Exercise text:
# # #

New research from a University of Miami (UM) Rosenstiel School of Marine and Atmospheric Science-led science team provides new insight into one of the world's most diverse and extensive ecosystems of living microbes.

The study offers a new perspective on the growth and structure of rare, microbial reefs, called stromatolites, which are a window into the emergence and evolution of life on Earth.

The international research team spent three years collecting data to map one of the few living stromatolite communities in the world, located in Shark Bay in Western Australia. The map of stromatolites produced by the scientists from an area in Shark Bay, called Hamelin Pool, revealed eight distinct "stromatolite provinces," each characterized by distinct morphological structures, many of which were previously unknown.

The results altered previous growth models for Shark Bay stromatolites and documented the importance of mineral precipitation in the formation of the stromatolite framework, a feature shared with Precambrian stromatolites that date back three billion years.

Stromatolites are buildups of limestone, similar to coral reefs, but formed by microbial mats. The activities of the microorganisms, particularly cyanobacteria, result in accretion of grains and precipitation of cements.

Fossilized remains of stromatolites hold ancient records of early life for 75 percent of Earth's history. Stromatolite-forming microbes generated the oxygen in the atmosphere that allowed the evolution of higher organisms, including humans.

"The stromatolites in Shark Bay are a spectacular living laboratory that should be the best studied microbial system in the world," said UM Rosenstiel School Professor of Marine Geosciences Pamela Reid, a co-author of the study.

Despite their abundance on early Earth, stromatolites are rare in the modern world and are not well understood. Modern stomatolites, such as those in Shark Bay in Western Australia, develop in extreme, high saline environments where animal grazing and competition with organisms such as corals and seaweeds are scarce.

# # #

Supplied data:

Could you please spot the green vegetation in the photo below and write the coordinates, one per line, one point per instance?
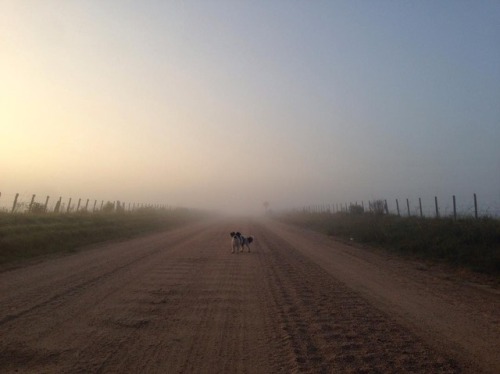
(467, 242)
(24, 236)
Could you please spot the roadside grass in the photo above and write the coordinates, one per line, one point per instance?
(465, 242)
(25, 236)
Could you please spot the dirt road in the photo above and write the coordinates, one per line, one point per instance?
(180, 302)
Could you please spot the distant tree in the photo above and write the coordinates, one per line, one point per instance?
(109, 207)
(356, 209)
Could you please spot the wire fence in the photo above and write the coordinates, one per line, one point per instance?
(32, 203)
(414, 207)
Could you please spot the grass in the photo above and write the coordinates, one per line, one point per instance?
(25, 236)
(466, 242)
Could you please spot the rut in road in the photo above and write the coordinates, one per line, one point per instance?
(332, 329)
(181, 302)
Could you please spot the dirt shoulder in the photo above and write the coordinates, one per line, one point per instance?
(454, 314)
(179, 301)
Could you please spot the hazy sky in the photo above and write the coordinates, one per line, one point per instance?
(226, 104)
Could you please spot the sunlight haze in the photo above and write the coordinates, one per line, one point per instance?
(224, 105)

# # #

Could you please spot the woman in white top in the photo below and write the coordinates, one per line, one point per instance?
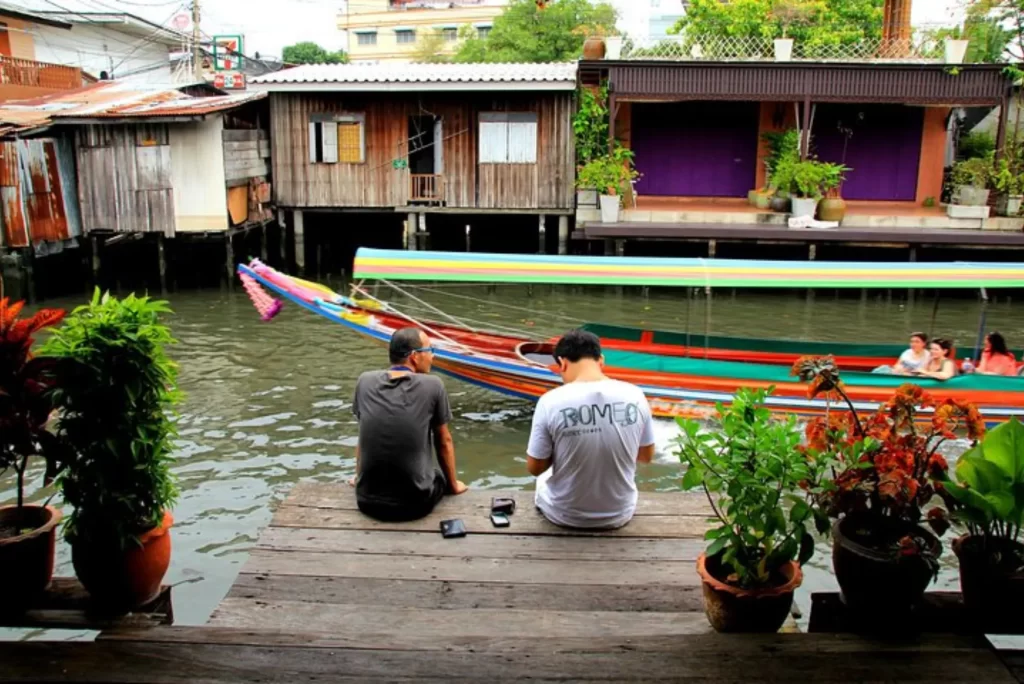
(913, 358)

# # #

About this exercise: Pick up the article on the Shark Bay stromatolite study after its final sentence and continue it.

Response:
"The time to study Shark Bay stromatolites is now as they are vulnerable to rising sea levels in the coming decades" said lead author Erica Suosaari, UM Rosenstiel School alumna and current research fellow.

"Continued monitoring and detailed studies of the Shark Bay World Heritage site will be critical for management and conservation of this unique landscape, and will advance our understanding of early Earth."

The new findings on morphological diversity, microbial communities, and mineral precipitation in living stromatolites in Shark Bay indicate the importance of this system as a window into early Earth, providing a basis for reconstructing ancient environments and understanding how microbial communities interacted with these environments.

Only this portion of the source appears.